— To be done —
Print the lines of the material below verbatim, beginning with the line that contains "# test: pin the puppy's black ear, one" and ending with the line that contains "point(307, 357)", both of those lines included.

Excerpts from a point labeling dataset:
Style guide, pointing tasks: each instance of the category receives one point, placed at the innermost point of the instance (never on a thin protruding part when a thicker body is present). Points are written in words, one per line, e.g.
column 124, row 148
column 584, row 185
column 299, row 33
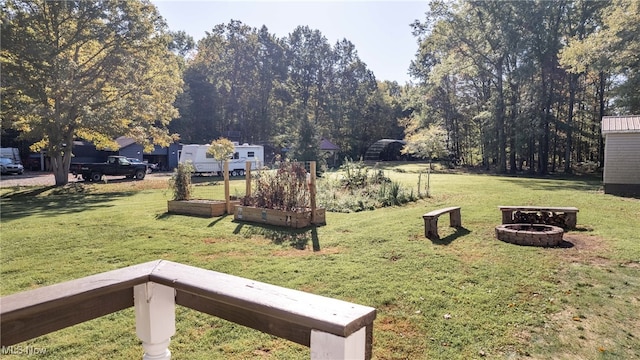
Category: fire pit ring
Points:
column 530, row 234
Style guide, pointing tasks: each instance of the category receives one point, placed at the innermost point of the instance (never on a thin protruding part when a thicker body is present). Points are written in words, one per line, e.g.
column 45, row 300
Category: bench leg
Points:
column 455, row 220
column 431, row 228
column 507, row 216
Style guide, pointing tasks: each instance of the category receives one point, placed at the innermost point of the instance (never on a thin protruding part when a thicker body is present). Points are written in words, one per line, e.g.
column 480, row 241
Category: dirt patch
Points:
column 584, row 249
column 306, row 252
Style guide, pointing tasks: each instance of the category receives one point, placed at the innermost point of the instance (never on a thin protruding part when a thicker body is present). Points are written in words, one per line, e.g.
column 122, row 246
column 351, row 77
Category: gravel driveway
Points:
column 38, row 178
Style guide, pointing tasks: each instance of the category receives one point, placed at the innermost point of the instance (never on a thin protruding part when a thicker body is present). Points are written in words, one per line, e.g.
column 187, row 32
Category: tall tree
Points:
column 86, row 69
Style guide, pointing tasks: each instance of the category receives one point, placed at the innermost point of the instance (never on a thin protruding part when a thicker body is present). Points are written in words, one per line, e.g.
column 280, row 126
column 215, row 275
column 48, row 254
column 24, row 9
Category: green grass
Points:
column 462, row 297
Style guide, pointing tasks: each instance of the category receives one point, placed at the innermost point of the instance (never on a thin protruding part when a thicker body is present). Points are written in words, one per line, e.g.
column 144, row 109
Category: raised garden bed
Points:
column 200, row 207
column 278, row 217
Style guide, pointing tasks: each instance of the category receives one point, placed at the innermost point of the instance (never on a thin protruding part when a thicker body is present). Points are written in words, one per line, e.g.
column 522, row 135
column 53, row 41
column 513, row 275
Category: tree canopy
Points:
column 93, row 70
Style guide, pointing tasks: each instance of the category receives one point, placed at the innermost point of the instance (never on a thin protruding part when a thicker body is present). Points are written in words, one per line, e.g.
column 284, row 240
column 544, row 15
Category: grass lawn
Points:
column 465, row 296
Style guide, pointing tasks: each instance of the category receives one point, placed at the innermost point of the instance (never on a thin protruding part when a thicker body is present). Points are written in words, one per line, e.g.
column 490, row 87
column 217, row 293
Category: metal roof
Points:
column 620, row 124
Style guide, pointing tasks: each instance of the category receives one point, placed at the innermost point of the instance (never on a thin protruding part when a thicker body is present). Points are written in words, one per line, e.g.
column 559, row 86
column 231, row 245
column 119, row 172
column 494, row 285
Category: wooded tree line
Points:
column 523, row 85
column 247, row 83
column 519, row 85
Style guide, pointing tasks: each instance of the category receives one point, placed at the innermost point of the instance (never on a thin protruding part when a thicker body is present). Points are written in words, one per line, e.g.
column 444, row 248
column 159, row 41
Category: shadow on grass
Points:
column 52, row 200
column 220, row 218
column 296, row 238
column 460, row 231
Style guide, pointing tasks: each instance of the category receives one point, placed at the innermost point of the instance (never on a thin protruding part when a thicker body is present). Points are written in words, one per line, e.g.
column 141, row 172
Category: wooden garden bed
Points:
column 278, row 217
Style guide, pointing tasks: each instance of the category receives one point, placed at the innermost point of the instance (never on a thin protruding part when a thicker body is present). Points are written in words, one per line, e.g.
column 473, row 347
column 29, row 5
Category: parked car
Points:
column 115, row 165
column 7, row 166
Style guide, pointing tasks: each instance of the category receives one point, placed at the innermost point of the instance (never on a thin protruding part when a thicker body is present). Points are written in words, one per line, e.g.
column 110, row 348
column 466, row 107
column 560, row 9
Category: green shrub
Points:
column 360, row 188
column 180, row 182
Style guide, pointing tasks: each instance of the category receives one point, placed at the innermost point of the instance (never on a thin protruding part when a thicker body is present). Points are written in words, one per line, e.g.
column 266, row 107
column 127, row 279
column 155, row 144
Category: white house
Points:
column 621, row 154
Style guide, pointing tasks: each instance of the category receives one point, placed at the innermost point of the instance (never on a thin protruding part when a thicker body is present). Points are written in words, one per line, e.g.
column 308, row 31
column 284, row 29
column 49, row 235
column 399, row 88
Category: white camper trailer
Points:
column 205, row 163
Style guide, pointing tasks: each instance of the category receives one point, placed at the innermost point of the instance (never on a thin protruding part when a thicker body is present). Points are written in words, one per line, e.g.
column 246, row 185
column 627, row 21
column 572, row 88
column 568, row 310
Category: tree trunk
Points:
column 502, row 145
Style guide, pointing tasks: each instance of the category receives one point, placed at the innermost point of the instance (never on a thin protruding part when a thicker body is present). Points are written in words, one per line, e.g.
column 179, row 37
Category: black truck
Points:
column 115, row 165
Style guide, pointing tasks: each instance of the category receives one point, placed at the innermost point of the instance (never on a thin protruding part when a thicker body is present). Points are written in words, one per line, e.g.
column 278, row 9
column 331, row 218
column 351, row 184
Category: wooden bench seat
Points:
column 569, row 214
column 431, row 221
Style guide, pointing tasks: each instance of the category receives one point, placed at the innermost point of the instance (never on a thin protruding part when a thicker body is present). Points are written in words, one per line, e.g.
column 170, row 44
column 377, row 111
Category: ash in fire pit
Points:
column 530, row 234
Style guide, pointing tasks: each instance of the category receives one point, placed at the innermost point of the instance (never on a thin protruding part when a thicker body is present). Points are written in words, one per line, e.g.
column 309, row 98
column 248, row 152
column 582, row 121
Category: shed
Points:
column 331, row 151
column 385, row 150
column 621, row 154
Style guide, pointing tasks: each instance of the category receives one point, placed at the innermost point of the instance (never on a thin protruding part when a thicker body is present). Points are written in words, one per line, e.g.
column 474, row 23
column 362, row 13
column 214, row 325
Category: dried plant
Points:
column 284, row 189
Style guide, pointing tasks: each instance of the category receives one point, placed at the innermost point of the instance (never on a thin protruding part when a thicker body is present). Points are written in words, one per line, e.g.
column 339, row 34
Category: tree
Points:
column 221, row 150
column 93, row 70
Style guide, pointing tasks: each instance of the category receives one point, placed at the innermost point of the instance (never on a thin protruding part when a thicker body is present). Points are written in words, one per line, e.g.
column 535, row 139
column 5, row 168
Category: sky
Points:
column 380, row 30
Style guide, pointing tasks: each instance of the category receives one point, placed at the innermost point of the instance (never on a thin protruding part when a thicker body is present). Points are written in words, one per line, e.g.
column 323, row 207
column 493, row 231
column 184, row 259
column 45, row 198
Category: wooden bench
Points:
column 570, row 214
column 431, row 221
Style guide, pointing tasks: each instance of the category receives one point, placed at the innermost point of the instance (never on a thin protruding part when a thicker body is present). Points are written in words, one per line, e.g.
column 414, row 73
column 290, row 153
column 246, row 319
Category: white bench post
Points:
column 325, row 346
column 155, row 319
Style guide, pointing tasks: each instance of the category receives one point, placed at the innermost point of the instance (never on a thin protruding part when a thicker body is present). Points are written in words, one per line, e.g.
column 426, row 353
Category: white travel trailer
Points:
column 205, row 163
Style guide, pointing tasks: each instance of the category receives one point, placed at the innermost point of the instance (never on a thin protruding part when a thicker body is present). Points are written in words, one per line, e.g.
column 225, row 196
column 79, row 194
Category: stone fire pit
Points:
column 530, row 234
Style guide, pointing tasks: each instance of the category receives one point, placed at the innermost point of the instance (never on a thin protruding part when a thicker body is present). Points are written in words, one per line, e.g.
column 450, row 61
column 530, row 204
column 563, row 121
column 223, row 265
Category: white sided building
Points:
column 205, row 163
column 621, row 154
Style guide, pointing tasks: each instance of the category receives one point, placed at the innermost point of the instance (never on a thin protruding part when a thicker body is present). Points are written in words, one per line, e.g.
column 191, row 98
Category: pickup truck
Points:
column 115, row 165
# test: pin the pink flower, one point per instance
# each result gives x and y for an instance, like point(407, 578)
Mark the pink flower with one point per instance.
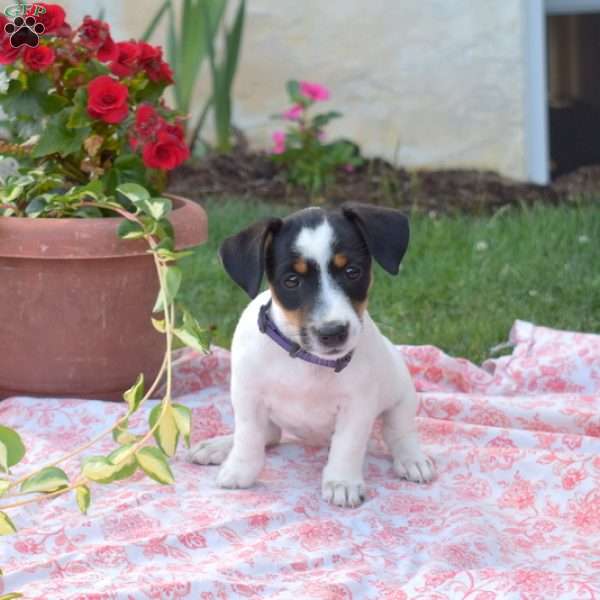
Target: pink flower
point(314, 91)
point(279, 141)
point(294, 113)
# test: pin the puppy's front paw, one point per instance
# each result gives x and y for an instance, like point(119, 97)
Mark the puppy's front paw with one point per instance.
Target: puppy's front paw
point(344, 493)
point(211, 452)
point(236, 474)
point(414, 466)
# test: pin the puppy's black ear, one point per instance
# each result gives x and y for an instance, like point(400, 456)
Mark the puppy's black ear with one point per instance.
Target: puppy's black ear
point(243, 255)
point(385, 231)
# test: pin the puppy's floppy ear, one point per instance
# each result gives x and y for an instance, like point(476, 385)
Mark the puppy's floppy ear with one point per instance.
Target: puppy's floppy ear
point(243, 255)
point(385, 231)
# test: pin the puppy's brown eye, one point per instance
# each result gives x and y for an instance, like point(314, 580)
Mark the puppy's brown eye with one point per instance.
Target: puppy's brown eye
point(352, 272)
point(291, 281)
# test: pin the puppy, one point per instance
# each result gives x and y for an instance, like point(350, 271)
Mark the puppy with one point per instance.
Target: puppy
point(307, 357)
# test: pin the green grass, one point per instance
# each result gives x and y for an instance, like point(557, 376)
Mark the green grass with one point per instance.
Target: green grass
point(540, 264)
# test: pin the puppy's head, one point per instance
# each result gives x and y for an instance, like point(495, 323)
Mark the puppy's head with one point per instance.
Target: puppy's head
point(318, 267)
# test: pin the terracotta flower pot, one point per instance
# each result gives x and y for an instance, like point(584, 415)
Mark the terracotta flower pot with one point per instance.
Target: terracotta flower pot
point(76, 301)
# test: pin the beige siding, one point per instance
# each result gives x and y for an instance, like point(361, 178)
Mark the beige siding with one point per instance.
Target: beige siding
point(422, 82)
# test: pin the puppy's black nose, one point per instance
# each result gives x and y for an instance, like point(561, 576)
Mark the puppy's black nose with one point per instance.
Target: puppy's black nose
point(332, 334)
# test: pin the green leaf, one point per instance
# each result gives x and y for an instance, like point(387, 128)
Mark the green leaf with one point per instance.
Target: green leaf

— Full response —
# test: pin the puppy's black ear, one point per instance
# each result gives x and y for an instance, like point(400, 456)
Mark the puppy's black ear with one point per instance.
Target: puppy's black ear
point(243, 255)
point(385, 231)
# test: pin the puppy's floppy ear, one point per instance
# each result gives x and y for an instance, like point(476, 385)
Mark the puppy's floppy ear with one point per instance.
Target: puppy's floppy ear
point(243, 255)
point(385, 231)
# test: pin the puppy's brown eye, one point per instance
# each result gives x and y for an instance, like point(314, 580)
Mark the puppy's brown eye with one point per instance.
Target: puppy's brown eye
point(352, 272)
point(291, 281)
# test: pin the puppy, one point per instance
# each result gives x and y for an instance, like point(350, 271)
Mark the puppy with one point per instance.
Target: puppy
point(307, 357)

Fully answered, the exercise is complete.